* SELECTION *
Campaign of Deceit | CBS Reports
Campaign of Deceit: The Election of George Santos | CBS Reports 22:46

Watch the CBS Reports documentary "Campaign of Deceit: The Election of George Santos" in the video player above. 


Embattled GOP Rep. George Santos' work for a company that allegedly orchestrated a Ponzi scheme attracted scrutiny from federal regulators, according to a witness who has fielded questions from investigators.

The freshman New York lawmaker, whose litany of false and misleading claims about his past has left him with few allies, even among his fellow Republicans, previously worked for an investment firm known as the Harbor City Capital Corporation. The company was shut down by the Securities and Exchange Commission (SEC), which in 2021 called it a "classic Ponzi scheme."

Santos has said he wasn't aware of any wrongdoing at Harbor City, where he began working in 2020. He was not named in the SEC's complaint against the firm, but a childhood friend said federal investigators called her after she spoke publicly about witnessing Santos' investment pitch.

In an interview for the CBS Reports documentary "Campaign of Deceit," Tiffany Bogosian described how she bumped into Santos, her old junior high classmate, at a Starbucks in 2020. As they caught up, she mentioned that she'd become an attorney and had recently helped a client reach a $2 million settlement.

Santos, then a regional director for Harbor City, promptly invited her and her client to dinner, Bogosian said in "Campaign of Deceit," which was released Thursday. She said when they arrived for the meal at Il Bacco, an Italian restaurant in Queens, she was brought into a "huge room" with "one table in the middle."

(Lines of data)
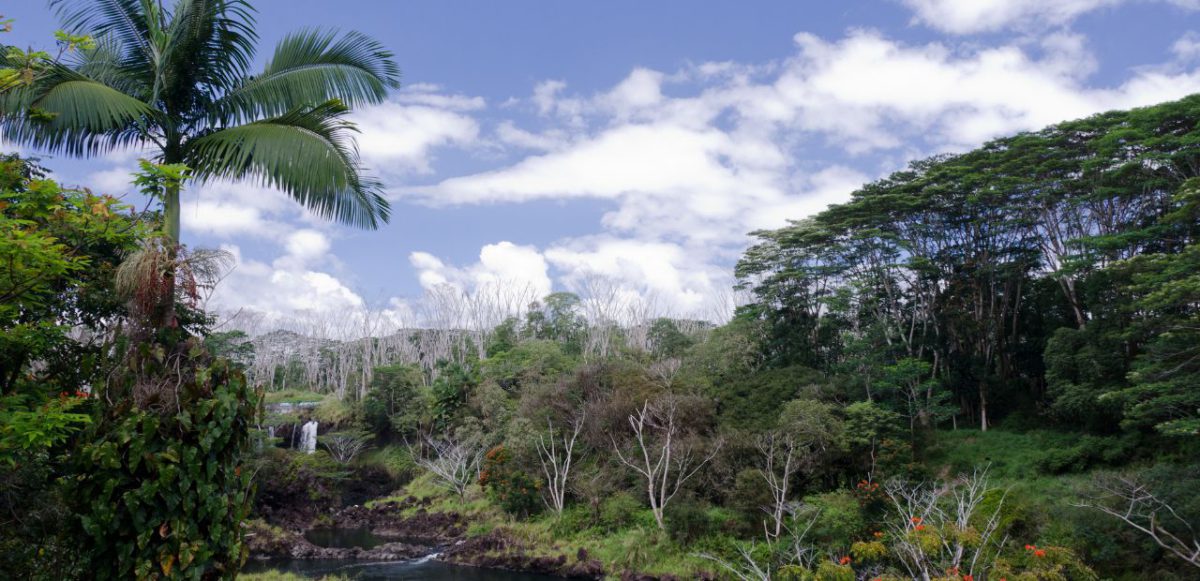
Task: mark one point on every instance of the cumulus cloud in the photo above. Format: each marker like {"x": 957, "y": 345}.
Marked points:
{"x": 1187, "y": 47}
{"x": 399, "y": 137}
{"x": 283, "y": 288}
{"x": 733, "y": 148}
{"x": 965, "y": 17}
{"x": 499, "y": 264}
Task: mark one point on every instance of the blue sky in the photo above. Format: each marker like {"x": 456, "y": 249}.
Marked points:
{"x": 631, "y": 145}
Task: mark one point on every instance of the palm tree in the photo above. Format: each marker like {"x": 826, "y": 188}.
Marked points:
{"x": 175, "y": 81}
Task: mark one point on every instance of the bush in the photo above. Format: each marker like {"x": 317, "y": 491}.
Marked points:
{"x": 619, "y": 510}
{"x": 515, "y": 491}
{"x": 840, "y": 522}
{"x": 688, "y": 520}
{"x": 395, "y": 460}
{"x": 160, "y": 493}
{"x": 335, "y": 412}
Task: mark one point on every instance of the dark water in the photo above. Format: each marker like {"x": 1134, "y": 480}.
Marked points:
{"x": 389, "y": 570}
{"x": 343, "y": 538}
{"x": 412, "y": 570}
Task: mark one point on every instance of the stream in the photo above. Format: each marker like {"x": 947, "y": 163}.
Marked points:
{"x": 425, "y": 568}
{"x": 393, "y": 570}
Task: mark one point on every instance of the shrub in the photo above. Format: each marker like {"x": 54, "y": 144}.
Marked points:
{"x": 688, "y": 520}
{"x": 840, "y": 522}
{"x": 619, "y": 510}
{"x": 514, "y": 490}
{"x": 167, "y": 492}
{"x": 345, "y": 447}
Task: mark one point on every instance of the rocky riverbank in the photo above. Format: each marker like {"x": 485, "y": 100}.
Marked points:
{"x": 408, "y": 531}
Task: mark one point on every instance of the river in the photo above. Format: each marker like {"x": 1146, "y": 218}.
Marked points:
{"x": 421, "y": 569}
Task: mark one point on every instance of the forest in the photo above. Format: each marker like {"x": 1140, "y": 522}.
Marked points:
{"x": 983, "y": 366}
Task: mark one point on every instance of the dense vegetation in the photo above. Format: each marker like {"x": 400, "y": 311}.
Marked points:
{"x": 983, "y": 366}
{"x": 124, "y": 439}
{"x": 1017, "y": 323}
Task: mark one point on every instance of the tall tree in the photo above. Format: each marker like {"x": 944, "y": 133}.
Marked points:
{"x": 175, "y": 79}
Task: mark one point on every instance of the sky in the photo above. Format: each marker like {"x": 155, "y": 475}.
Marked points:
{"x": 635, "y": 145}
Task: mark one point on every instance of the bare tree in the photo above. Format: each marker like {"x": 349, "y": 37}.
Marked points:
{"x": 345, "y": 447}
{"x": 780, "y": 463}
{"x": 454, "y": 463}
{"x": 665, "y": 454}
{"x": 945, "y": 507}
{"x": 801, "y": 552}
{"x": 556, "y": 462}
{"x": 1131, "y": 501}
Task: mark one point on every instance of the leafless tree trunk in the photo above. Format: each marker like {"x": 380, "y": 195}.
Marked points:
{"x": 780, "y": 463}
{"x": 556, "y": 462}
{"x": 664, "y": 456}
{"x": 454, "y": 463}
{"x": 945, "y": 507}
{"x": 1132, "y": 502}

* SET TASKS *
(1) Can you update the George Santos article, starting with "The freshman New" and going on through "Santos' investment pitch.", so that "freshman" becomes "first-term"?
(2) Will you carry on the George Santos article from its final sentence?

* RESPONSES TO THE EXERCISE *
(1)
The first-term New York lawmaker, whose litany of false and misleading claims about his past has left him with few allies, even among his fellow Republicans, previously worked for an investment firm known as the Harbor City Capital Corporation. The company was shut down by the Securities and Exchange Commission (SEC), which in 2021 called it a "classic Ponzi scheme."

Santos has said he wasn't aware of any wrongdoing at Harbor City, where he began working in 2020. He was not named in the SEC's complaint against the firm, but a childhood friend said federal investigators called her after she spoke publicly about witnessing Santos' investment pitch.

(2)
"He asked for a $300,000 principal investment, and he essentially said the client was not allowed to know what it was being invested in at all," Bogosian said, adding that she didn't like the sound of it. Bogosian's client turned Santos down.

Rep. George Santos
Rep. George Santos leaves a GOP caucus meeting on Capitol Hill on Jan. 25, 2023, in Washington, D.C. Anna Moneymaker/Getty Images

Santos' meeting with Bogosian and her client was first reported by The Washington Post in January. Bogosian told CBS News that SEC investigators interviewed her and her client after that story was published. The agency, which has not named Santos in its Harbor City investigation, did not reply to a request for comment. 

Santos also did not return repeated requests for comment.

"It's crazy to me now thinking back, because I mean, he's had these characteristics from so young," Bogosian said of her former classmate at I.S. 125 in New York City's Queens borough, who went by the name George Devolder at the time.

She said he was bullied as a kid.

George Santos (Devolder) school photo
A school yearbook photo of George Santos, then known as George Devolder. CBS News

"And he was trying to be accepted and fit in. And I think he always felt like an outcast," Bogosian said. "He started these lies, and I think it just continued. And this was the only way that he knew."

Over the course of two campaigns for Congress in New York's 3rd Congressional District, Santos' inaccurate and misleading statements about his own biography included claims that he had Jewish heritage, that his mother worked at the World Trade Center and was there the day of the Sept. 11, 2001, terrorist attack, and that he attended a prestigious private high school and New York's City College.

Rabbi Deborah Bravo, who leads a synagogue in Santos' district, said she thinks Santos spun false tales that he knew would connect with voters.

"I actually think there was a sick brilliance in the way that he picked different stories that I think he thought would make him connected to the people of our district," Bravo said. "When all he really needed to do was just tell the truth of who you were and see if people liked that truth."

Instead, many in Santos' life, like Bogosian, said they feel "duped" by his deceits. 

"It worked for him then and I think it worked for him for a long time. I mean, it got him into Congress," she said.

Still, when Bogosian saw Santos on television at the Capitol last month, sitting by himself, isolated from other members of Congress, she said she felt bad for him.

Bogosian said she reached out, asking how he was doing. She said his reply was unrepentant.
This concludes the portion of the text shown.